> **EXTRACT TO READ**:
☆ ☆ ☆ ☆ ☆
Time management is an issue that I think many of us struggle with all through the year, however I do think that it’s especially tricky in December! I’ve already lost count of the conversations I’ve had with people in the last four days about how they’re struggling to juggle all the competing demands of ‘the silly season’. And every single one of those conversations wasn’t really said with effervescent joy – was filled with a sense of fatigue and depletion.
Time used to be a thing that I think we used to respect and honour. There was a time to sowing seeds and a time for harvesting them. Sunday was a time of rest. The weeks and even months after pregnancy weren’t a time for getting a ‘pre-baby body back’ they were a time for connection, bonding and healing. In our fast-paced, self-help world, time has been a commodity to harness and maximise. There are literally hundreds of books given advice around the best ways to live the most fully-optimised, efficient and productive of lives. We wear devices that piff out data to inform us how we could do it better and faster, squeezing every last drop out of every single second. No wonder we’re exhausted. I’m exhausted just writing about it.
Don’t get me wrong, I’ve read my fair share of these books – I’m a systems girl and I can literally feel my dopamine high-fives when I do something more efficiently than I have before. I’m all over ‘eating frogs’, the pomodoro technique and whilst I’ve not personally managed it, I do love the idea of a ‘4-hour work week’. However, I am absolutely NOT a fan of leveraging the ‘hustle’ mentality…that just seems crackers. Even the word hustle sounds like far too much effort and actually really quite uncomfortable! However, this year I’ve read a book that’s made me look at time, productivity, choices and perspective-taking in a very different way.
☆ ☆ ☆ ☆ ☆
Continue the post on time management from its last sentence onward. None of the lines further down are needed.

> **RECORDED INFORMATION**:
☆ ☆ ☆ ☆ ☆
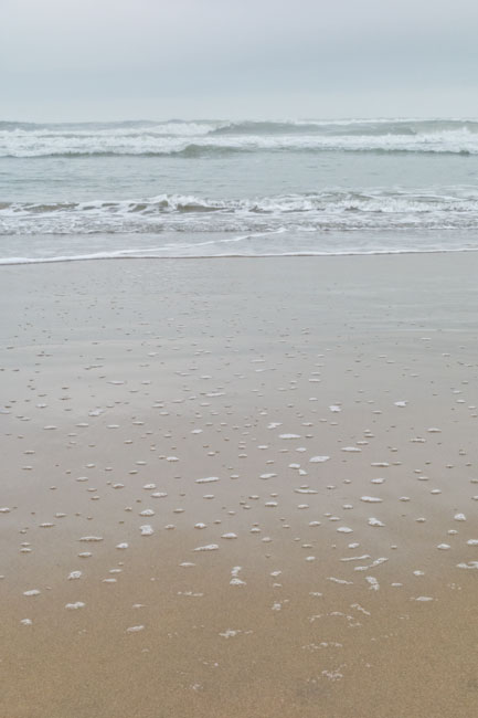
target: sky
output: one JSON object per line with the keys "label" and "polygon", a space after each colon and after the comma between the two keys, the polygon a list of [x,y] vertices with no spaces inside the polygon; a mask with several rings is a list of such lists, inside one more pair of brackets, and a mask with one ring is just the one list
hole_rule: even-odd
☆ ☆ ☆ ☆ ☆
> **EXERCISE OUTPUT**:
A journalist and writer named Oliver Burkeman has written a book called ‘4,000 weeks’. On the face of it the title is a littler provocative as it’s based on the premise that if we get to live until we’re about 80 years old that equates to roughly 4000 weeks of living life. While you’re letting that sink in, let’s switch focus to the essence of the book which is around the idea of finitude. He argues that our issue isn’t so much about our limited time that we somehow have to find evermore ingenious ways to manage – it’s actually the defining feature of human life. If we can truly accept our existence is finite it means all our choices are important, even the small ones. Every choice is both an affirmation and a sacrifice. “Any finite life — even the best one you could possibly imagine — is therefore a matter of ceaselessly waving goodbye to possibility” (Oliver Burkeman).
This all means a few things about how we approach some of the things that I think many of us struggle with every day: busyness, distraction, procrastination, and denial. If we can fully embrace finitude, then we might find it easier to say ‘no’ to the things we don’t really want to do but feel obliged to agree to. It’s also helpful to remember that with every we say ‘yes’ to, we’re also (by extension) saying ‘no’ to a whole host of other things we’d probably really like to do with our finite about of time – because there are an infinite number of things that we could be filling our time with. Our choices are precious.
If you need support around overwhelm, time management and being more present in your life, we have a team of experienced therapists at Thea Baker Wellbeing – please reach out to us at: email@example.com / 03 9077 8194.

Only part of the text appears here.